### Stated problem a
Pick out every line of the listing below that contains the word "woman". Case counts.

*** Passage to read

Despite stating that it does not interfere in the internal affairs of other countries, China has made it an art to coerce countries that receive aid from it. Previously, China demanded deference from other countries to the “One China” policy with regard to Taiwan, Tibet and on its South China Sea disputes with South-East Asian nations.

A submarine base, $5billion in aid, infrastructure projects close to India’s Siliguri corridor, arms transfers and military exercises with Bangladesh — Beijing has made clear to India its intentions to structurally alter power in the region.

As a part of its global and regional hegemonic drive, China is making forays into several regions of the world, including South Asia. Apart from its “all-weather” friend Pakistan, Beijing has made concerted moves in Sri Lanka, Afghanistan, Nepal, Maldives and Bhutan. It is extending and tightening its hold on Bangladesh.

China began preparing for Siliguri Corridor contingencies and forced the then Bangladesh President Gen. Ershad to make a statement in Beijing in 1987 that he would not allow Indian troop transit to North-East India through Bangladeshi territory in the backdrop of the looming Samdurong Chu incident when China had mobilised 200 troops there. It signed a defence cooperation agreement with “reliable friend” and former PM Khaleda Zia in December 2002 and has sold more than $5 billion in arms to Bangladesh, nearly 10% of Beijing’s arms transfers abroad.

******
*** Entries supplied

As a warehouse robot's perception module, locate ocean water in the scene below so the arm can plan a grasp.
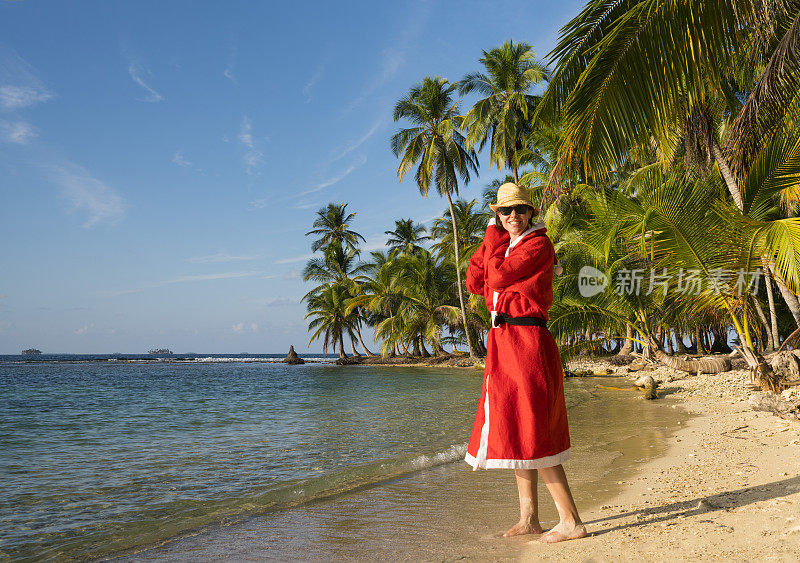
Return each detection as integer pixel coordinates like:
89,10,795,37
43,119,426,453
0,355,587,560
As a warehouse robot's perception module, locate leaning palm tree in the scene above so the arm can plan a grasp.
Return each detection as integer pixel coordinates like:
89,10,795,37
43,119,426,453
386,219,431,254
458,40,547,183
305,284,358,359
306,203,366,252
431,199,494,271
391,76,478,358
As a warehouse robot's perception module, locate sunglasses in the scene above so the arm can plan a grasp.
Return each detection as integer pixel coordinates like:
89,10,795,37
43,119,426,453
497,204,531,215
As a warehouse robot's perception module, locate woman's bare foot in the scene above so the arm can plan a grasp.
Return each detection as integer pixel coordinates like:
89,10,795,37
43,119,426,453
539,522,588,543
503,519,544,538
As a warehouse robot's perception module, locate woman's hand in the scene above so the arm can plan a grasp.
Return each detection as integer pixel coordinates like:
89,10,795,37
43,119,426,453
483,219,511,255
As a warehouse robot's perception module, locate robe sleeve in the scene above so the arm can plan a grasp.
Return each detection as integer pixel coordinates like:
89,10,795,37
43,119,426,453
467,224,510,295
467,243,486,295
484,238,555,290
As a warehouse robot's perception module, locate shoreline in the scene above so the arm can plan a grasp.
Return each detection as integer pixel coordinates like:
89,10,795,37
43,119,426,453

******

### Stated problem b
Answer from the passage on China and Bangladesh above:
(i) Which country does the passage call Beijing's "all-weather" friend?
(ii) Under the "One China" policy, deference was demanded with regard to which two places?
(iii) In what year did Gen. Ershad make his statement in Beijing?

### Complete response a
As a warehouse robot's perception module, locate woman's bare foot in the scene above so the arm can plan a grasp.
As a warehouse robot's perception module, locate woman's hand in the scene above so the arm can plan a grasp.

### Complete response b
(i) Pakistan
(ii) Taiwan and Tibet
(iii) 1987